> _TEXT SEGMENT_
The findings, published in the April 4, 2004, issue of Nature Immunology, present a novel method of equipping dendritic cells so they can activate the immune system to fight against cancers, said the researchers from the Duke Comprehensive Cancer Center and the departments of medicine and immunology at Duke University Medical Center.
Dendritic cells are the "private investigators" of the immune system, detecting foreign proteins in the body -- for example from bacteria and viruses -- and presenting them to "fighter" T-cells for destruction. Scientists turn dendritic cells into cancer vaccines by mixing them with genetic material from the patient's tumor and infusing the treated cells back into the patient. The dendritic cells present the tumor particles called antigens to the fighter T cells, as though pointing out the enemy to a battalion of soldiers.

> _RECORD EXCERPTS_
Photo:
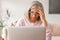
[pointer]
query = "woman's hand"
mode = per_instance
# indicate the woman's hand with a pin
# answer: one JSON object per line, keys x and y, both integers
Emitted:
{"x": 42, "y": 16}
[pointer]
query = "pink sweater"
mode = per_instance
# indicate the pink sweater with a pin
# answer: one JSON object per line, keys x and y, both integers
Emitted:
{"x": 25, "y": 22}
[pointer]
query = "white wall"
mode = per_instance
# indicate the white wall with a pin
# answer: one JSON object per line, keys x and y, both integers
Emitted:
{"x": 17, "y": 8}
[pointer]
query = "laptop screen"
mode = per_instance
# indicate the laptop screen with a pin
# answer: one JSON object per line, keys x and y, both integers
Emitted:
{"x": 26, "y": 33}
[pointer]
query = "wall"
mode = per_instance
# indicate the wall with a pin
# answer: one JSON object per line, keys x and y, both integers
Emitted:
{"x": 17, "y": 8}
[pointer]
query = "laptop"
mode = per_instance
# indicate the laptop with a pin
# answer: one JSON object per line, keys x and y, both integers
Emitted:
{"x": 26, "y": 33}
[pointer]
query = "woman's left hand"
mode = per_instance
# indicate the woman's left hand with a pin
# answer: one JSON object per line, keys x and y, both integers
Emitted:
{"x": 42, "y": 16}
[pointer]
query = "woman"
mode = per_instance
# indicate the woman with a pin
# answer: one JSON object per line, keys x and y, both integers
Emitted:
{"x": 34, "y": 16}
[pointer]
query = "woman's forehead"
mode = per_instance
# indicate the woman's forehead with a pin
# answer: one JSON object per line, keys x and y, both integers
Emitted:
{"x": 35, "y": 9}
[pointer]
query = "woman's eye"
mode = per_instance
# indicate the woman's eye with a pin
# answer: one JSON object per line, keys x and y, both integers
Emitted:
{"x": 32, "y": 12}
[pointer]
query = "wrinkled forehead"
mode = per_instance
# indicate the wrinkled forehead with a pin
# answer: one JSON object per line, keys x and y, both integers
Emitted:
{"x": 36, "y": 9}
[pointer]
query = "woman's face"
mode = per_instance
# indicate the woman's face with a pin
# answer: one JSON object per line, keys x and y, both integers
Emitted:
{"x": 34, "y": 14}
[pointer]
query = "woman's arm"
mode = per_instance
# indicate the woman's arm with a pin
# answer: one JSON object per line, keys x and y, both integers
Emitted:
{"x": 43, "y": 19}
{"x": 4, "y": 33}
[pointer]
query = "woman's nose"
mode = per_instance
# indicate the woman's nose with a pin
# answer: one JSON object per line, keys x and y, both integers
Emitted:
{"x": 34, "y": 15}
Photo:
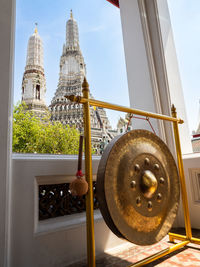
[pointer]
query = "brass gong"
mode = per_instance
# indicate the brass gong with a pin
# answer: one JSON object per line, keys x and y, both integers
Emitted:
{"x": 138, "y": 187}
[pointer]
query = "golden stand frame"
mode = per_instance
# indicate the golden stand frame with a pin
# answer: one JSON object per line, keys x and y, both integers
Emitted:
{"x": 86, "y": 101}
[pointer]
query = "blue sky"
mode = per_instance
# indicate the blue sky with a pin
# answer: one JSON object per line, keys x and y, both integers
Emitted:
{"x": 100, "y": 39}
{"x": 102, "y": 47}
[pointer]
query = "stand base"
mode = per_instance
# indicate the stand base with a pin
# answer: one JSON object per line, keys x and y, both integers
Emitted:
{"x": 168, "y": 250}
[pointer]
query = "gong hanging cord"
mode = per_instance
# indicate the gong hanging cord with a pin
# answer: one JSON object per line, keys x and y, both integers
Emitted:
{"x": 140, "y": 118}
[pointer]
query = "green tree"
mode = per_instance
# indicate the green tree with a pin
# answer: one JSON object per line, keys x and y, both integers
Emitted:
{"x": 39, "y": 135}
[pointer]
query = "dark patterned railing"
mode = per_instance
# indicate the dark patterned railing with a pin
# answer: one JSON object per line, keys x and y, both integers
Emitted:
{"x": 56, "y": 200}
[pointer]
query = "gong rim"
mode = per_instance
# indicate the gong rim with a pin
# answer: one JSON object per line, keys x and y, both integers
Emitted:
{"x": 129, "y": 214}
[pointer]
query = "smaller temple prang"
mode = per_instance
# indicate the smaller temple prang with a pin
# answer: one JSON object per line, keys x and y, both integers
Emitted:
{"x": 34, "y": 83}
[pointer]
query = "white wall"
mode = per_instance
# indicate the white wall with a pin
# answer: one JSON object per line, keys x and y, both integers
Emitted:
{"x": 52, "y": 242}
{"x": 7, "y": 16}
{"x": 153, "y": 77}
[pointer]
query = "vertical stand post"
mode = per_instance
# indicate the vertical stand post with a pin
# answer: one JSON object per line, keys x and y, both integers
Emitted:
{"x": 182, "y": 177}
{"x": 88, "y": 174}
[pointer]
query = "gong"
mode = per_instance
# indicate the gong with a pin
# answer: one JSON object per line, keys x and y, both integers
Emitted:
{"x": 138, "y": 187}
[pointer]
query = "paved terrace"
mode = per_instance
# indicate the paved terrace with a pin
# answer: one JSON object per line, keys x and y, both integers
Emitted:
{"x": 128, "y": 254}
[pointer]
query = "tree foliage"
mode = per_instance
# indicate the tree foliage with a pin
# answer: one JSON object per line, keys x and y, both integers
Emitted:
{"x": 39, "y": 135}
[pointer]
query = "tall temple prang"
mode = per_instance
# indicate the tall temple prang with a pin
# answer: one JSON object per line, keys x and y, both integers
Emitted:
{"x": 34, "y": 83}
{"x": 71, "y": 75}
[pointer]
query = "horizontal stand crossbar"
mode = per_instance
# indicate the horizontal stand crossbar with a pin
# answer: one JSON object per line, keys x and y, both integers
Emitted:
{"x": 102, "y": 104}
{"x": 173, "y": 237}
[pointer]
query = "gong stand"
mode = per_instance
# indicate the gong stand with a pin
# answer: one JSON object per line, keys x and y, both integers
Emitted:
{"x": 87, "y": 102}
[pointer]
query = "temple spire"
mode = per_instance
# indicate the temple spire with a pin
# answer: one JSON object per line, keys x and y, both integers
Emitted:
{"x": 72, "y": 35}
{"x": 36, "y": 30}
{"x": 71, "y": 14}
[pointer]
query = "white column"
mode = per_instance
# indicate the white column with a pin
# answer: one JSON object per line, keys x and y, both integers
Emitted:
{"x": 7, "y": 15}
{"x": 152, "y": 71}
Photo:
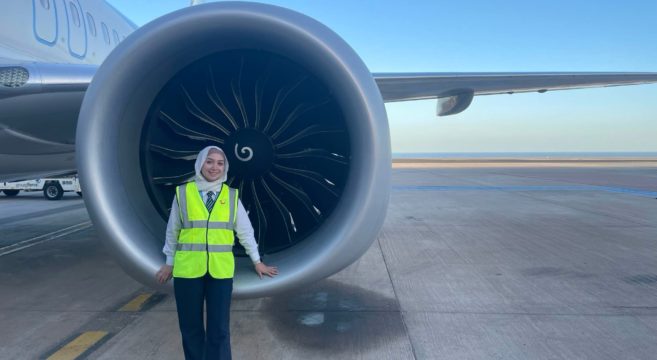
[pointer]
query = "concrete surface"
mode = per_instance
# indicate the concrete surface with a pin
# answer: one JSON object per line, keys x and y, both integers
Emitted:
{"x": 472, "y": 263}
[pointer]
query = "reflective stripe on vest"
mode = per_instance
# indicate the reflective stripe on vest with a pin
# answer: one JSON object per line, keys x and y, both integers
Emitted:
{"x": 206, "y": 239}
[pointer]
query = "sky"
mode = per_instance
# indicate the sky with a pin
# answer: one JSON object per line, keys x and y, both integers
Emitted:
{"x": 505, "y": 36}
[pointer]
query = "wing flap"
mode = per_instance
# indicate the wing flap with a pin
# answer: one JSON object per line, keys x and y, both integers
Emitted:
{"x": 417, "y": 86}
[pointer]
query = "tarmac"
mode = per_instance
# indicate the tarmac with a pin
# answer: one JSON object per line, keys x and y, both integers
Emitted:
{"x": 473, "y": 262}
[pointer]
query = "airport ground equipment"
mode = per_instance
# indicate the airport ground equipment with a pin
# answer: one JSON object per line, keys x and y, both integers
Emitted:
{"x": 53, "y": 188}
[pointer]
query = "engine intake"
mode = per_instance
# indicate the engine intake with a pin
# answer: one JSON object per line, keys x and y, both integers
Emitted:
{"x": 294, "y": 108}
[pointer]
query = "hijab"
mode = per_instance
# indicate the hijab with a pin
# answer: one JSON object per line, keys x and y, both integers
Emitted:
{"x": 201, "y": 182}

> _TASKS TO PERFORM_
- A) Repeat part of the dendritic cell passage word for word, beginning at "The findings, published" and stopping after "University Medical Center.".
- B) Carry the dendritic cell passage forward, writing what comes after its last sentence.
You can ignore the items above.

> _RESPONSES BY TASK_
- A)
The findings, published in the April 4, 2004, issue of Nature Immunology, present a novel method of equipping dendritic cells so they can activate the immune system to fight against cancers, said the researchers from the Duke Comprehensive Cancer Center and the departments of medicine and immunology at Duke University Medical Center.

- B)
"Dendritic cell vaccines have shown promise in battling cancers in laboratory studies, but they have not met with quite the success in the clinical trials that laboratory studies suggest they should," said Yiping Yang, M.D., Ph.D., assistant professor of medicine and immunology, the lead author and principal investigator of the study. "Our study highlights what element is missing in dendritic cell vaccines that prevents them from activating the immune system, and we've shown how to insert that element."
The major problem, said Yang, is that cancer cells are wily invaders, camouflaging themselves as part and parcel of the body in order to escape detection by the immune system. Dendritic cells present the tumor antigen to T-cells, yet T-cells are curiously tolerant to the antigen and fail to act on its threat.